START RECORDS

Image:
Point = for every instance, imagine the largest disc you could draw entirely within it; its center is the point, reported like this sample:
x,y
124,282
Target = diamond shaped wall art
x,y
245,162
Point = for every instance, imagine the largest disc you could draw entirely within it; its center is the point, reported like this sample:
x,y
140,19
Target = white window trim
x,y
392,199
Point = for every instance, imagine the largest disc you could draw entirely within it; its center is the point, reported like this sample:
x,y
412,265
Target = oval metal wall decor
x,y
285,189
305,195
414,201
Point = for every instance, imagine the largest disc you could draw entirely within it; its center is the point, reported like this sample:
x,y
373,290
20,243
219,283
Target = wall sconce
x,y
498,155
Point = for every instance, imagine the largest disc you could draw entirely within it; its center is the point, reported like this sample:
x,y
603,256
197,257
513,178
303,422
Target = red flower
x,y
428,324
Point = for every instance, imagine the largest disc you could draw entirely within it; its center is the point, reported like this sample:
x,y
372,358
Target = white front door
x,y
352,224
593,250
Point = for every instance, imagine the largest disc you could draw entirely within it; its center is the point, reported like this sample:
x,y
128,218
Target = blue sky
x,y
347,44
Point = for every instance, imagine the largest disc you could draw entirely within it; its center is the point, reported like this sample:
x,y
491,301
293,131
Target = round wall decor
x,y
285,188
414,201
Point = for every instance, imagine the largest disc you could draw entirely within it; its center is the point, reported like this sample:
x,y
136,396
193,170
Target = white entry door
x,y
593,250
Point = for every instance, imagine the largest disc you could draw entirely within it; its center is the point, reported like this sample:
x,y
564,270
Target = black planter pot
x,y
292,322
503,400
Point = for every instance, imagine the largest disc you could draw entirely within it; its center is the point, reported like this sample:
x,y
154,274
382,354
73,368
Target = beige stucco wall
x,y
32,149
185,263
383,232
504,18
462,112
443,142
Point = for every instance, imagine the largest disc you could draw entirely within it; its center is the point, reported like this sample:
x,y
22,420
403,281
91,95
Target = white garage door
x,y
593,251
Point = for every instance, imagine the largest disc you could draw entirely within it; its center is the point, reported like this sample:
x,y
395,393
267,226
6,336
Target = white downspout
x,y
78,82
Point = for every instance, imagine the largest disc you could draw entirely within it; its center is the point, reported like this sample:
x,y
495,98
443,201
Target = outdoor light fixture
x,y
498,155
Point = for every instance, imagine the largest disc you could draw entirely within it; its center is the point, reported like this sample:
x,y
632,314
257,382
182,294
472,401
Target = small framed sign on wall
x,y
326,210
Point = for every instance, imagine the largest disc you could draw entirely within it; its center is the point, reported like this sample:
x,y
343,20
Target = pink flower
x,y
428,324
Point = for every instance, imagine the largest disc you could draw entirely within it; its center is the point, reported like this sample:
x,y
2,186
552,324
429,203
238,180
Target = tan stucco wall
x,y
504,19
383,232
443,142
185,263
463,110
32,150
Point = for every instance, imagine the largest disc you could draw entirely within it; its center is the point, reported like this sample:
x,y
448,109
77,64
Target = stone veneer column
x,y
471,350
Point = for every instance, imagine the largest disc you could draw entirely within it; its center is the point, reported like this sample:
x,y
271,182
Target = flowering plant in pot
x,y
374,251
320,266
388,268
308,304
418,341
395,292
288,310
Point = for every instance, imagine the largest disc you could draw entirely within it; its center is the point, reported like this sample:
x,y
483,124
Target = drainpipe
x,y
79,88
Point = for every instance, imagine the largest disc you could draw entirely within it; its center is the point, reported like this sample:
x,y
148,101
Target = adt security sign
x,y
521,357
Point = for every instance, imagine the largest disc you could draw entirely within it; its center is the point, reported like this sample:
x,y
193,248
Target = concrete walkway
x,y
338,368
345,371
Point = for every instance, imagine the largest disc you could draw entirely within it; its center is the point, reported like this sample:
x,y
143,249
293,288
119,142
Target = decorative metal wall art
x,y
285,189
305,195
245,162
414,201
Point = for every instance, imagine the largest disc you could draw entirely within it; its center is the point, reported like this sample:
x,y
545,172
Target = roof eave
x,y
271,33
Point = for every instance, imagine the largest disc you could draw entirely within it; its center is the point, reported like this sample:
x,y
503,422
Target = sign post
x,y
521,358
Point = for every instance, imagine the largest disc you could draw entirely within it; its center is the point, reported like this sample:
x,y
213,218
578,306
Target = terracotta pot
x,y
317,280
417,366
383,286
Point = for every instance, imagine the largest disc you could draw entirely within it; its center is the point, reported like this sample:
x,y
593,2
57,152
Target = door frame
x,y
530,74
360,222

END RECORDS

PROBLEM TO SOLVE
For this exercise, transcribe all the records exactly.

EXERCISE ANSWER
Image:
Point = for every instance, imagine the largest disc you could draw entirely within it; its center is the point, reported like this sample:
x,y
124,282
Target = diamond shaped wall art
x,y
245,162
Point = for every instance, imagine the largest disc you could draw entirely within it; its center is the point, reported like this sample:
x,y
140,19
Target = white window trim
x,y
392,199
Point = for every instance, imagine the largest disc you could draw entirely within it; its center is the point, reported like this sample:
x,y
412,265
Target = oval metal wall decor
x,y
285,189
305,195
414,201
Point = for every instance, imagine the largest disc you could draw entirely within it; its center is the point, reported like this sample:
x,y
373,290
20,243
219,283
Target = wall sconce
x,y
498,155
Point = for every instance, imagine the largest disc you could draw entirely within it; its center is the point, reported like this sample:
x,y
603,256
197,257
513,178
303,422
Target = red flower
x,y
428,324
Point = for every instance, imagine the largest disc you could draw entirely within it; its center is the point, reported like this sample:
x,y
372,358
Target = white front door
x,y
352,224
593,250
Point = for every instance, imagine the largest disc you could draw entirely within it; its center is the point, reported like this sample:
x,y
128,218
Target = blue sky
x,y
347,44
Point = for every instance, imagine the largest disc you could draw entirely within it; its center is the point, reported like this sample:
x,y
491,301
293,131
Target = round wall decor
x,y
285,188
414,201
Point = for every instance, imagine the largest disc you could draw entirely within it; its center is the point, reported like this sample:
x,y
136,396
193,170
Target = white entry door
x,y
593,250
Point = for every instance, imagine the largest disc you could draw entirely within it; its center is the point, reported like this sample:
x,y
564,270
Target = black planter pot
x,y
292,322
503,400
Point = for every instance, imagine the largest disc you could draw entirely within it; its center is the point, reported like this sample:
x,y
154,274
382,354
73,368
Target = beige stucco wall
x,y
32,149
185,263
383,232
504,18
462,112
443,142
Point = for every instance, imagine the largest disc you could draw entirely within it; its center is the point, reported like this sample:
x,y
22,420
403,281
91,95
Target = white garage door
x,y
593,251
Point = for every instance, imagine the largest disc you could draw entirely within it; its center is the point, reported like this sample:
x,y
395,393
267,226
6,336
Target = white downspout
x,y
78,82
Point = for every instance, imagine the largest disc you could draw entirely within it; its center is the point, reported like this sample:
x,y
495,98
443,201
Target = outdoor light fixture
x,y
498,155
Point = for every instance, imagine the largest disc you could draw entirely within it; its center is the point, reported like this sample:
x,y
632,314
257,382
182,294
472,401
Target = small framed sign on wall
x,y
326,210
Point = for every instance, imagine the largest disc you could draw entirely within it; its center is the point, reported like this sample:
x,y
343,20
Target = pink flower
x,y
428,324
Point = for every instance, imagine the largest disc you could draw entirely within it; its center is the point, reported like this sample:
x,y
2,186
552,324
429,203
238,180
Target = tan stucco wall
x,y
504,19
383,232
443,142
185,263
463,110
32,150
Point = for every instance, imagine the largest disc you could draw entirely within it; its center is the point, reported like this sample:
x,y
448,109
77,64
Target = stone veneer column
x,y
471,350
Point = for every instance, imagine the largest disc you could draw entirely within it; its center is the point, reported like this sample:
x,y
271,182
Target = flowering plant in pot
x,y
374,251
320,266
388,268
308,304
418,341
395,292
288,310
Point = for every instance, imagine the largest disc you could draw entirely within it; its center is the point, reported like this sample:
x,y
483,124
Target = drainpipe
x,y
79,88
Point = for every instance, imagine the largest disc you could draw entirely within it; its center is the point, reported like this sample:
x,y
148,101
Target = adt security sign
x,y
521,357
Point = for every instance, imagine the largest disc you could draw entirely within it; its center is the point, reported like this sample:
x,y
193,248
Target = concrete walkway
x,y
338,368
345,371
Point = for every instance, imagine the largest disc you could draw entirely within it; its center is the point, reported like this sample:
x,y
143,249
293,288
119,142
Target = decorative metal wall art
x,y
285,189
305,195
245,162
414,201
Point = for every instance, imagine the largest disc you could draw entirely within it; its center is the point, reported like this sample:
x,y
545,172
Target = roof eave
x,y
271,33
Point = for every instance, imagine the largest disc you could draw entirely within it; its center is the point, reported like this sample:
x,y
503,422
Target = sign post
x,y
521,358
Point = for every instance, imagine the largest disc you could draw entirely within it; its center is the point, reported like this sample:
x,y
213,218
578,306
Target = terracotta pot
x,y
317,280
417,366
383,286
Point = for every instance, imagine the largest disc you could draw entirely within it; its center is the point, reported like this sample:
x,y
593,2
57,152
Target = door frame
x,y
530,74
360,222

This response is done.